INSTRUCTIONS FOR THE TASK: Each entry, in full: copy it out exactly.

Stored entries:
-*-*-

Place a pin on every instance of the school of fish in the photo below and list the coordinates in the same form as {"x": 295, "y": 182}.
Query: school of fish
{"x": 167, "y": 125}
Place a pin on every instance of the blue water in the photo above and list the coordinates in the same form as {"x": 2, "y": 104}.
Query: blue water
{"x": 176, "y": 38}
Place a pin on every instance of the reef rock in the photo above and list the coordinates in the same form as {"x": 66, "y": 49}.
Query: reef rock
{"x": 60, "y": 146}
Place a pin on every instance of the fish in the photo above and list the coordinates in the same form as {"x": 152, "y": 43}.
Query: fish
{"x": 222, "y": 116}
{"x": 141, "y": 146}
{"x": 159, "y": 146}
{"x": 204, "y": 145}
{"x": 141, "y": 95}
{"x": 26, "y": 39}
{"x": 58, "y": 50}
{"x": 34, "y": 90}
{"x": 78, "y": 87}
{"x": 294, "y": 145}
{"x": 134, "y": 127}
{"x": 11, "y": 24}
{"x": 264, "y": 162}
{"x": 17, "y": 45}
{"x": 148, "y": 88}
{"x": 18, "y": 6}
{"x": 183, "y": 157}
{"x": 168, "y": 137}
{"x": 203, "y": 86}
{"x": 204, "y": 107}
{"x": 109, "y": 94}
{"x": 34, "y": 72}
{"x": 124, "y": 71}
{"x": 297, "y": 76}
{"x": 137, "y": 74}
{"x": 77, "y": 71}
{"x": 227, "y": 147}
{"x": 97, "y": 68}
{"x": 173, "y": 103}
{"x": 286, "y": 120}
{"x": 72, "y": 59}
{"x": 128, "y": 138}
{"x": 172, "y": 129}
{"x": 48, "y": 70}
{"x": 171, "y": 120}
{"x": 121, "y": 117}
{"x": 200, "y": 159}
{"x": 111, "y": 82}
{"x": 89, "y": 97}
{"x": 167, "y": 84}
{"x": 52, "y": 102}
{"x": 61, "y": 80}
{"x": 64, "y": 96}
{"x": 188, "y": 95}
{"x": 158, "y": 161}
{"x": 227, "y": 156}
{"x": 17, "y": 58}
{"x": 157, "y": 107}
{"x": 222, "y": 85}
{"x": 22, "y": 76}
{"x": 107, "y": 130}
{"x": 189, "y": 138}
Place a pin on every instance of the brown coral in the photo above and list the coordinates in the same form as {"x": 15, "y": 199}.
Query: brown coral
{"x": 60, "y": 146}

-*-*-

ANSWER:
Place a pin on every instance of the school of fish in the photo below and list the coordinates in the same form as {"x": 295, "y": 182}.
Query: school of fish
{"x": 167, "y": 125}
Place a pin on every instance of the blue water in the photo above and list the coordinates in the same form as {"x": 2, "y": 104}.
Query: blue water
{"x": 176, "y": 38}
Place a pin on every instance of the reef rock in the photo above and list the coordinates in the same form as {"x": 66, "y": 49}.
Query: reef rock
{"x": 60, "y": 146}
Place a pin on every instance of the fish in the photo above and list the coordinates in the same form as {"x": 152, "y": 43}.
Query: fish
{"x": 222, "y": 116}
{"x": 141, "y": 146}
{"x": 159, "y": 146}
{"x": 204, "y": 145}
{"x": 141, "y": 95}
{"x": 26, "y": 39}
{"x": 58, "y": 50}
{"x": 34, "y": 90}
{"x": 78, "y": 87}
{"x": 294, "y": 145}
{"x": 134, "y": 127}
{"x": 11, "y": 24}
{"x": 264, "y": 162}
{"x": 17, "y": 45}
{"x": 148, "y": 88}
{"x": 18, "y": 6}
{"x": 183, "y": 157}
{"x": 168, "y": 137}
{"x": 203, "y": 86}
{"x": 204, "y": 107}
{"x": 109, "y": 94}
{"x": 34, "y": 72}
{"x": 124, "y": 71}
{"x": 297, "y": 76}
{"x": 137, "y": 74}
{"x": 77, "y": 71}
{"x": 227, "y": 147}
{"x": 97, "y": 68}
{"x": 173, "y": 103}
{"x": 286, "y": 120}
{"x": 72, "y": 59}
{"x": 128, "y": 138}
{"x": 172, "y": 129}
{"x": 48, "y": 70}
{"x": 171, "y": 120}
{"x": 121, "y": 117}
{"x": 200, "y": 159}
{"x": 111, "y": 82}
{"x": 89, "y": 97}
{"x": 167, "y": 84}
{"x": 52, "y": 102}
{"x": 61, "y": 80}
{"x": 64, "y": 96}
{"x": 188, "y": 95}
{"x": 158, "y": 161}
{"x": 227, "y": 156}
{"x": 17, "y": 58}
{"x": 157, "y": 107}
{"x": 222, "y": 85}
{"x": 22, "y": 76}
{"x": 107, "y": 130}
{"x": 189, "y": 138}
Place a pin on every instance of the brown coral in the photo above and list the coordinates in the same form as {"x": 15, "y": 199}.
Query: brown coral
{"x": 60, "y": 146}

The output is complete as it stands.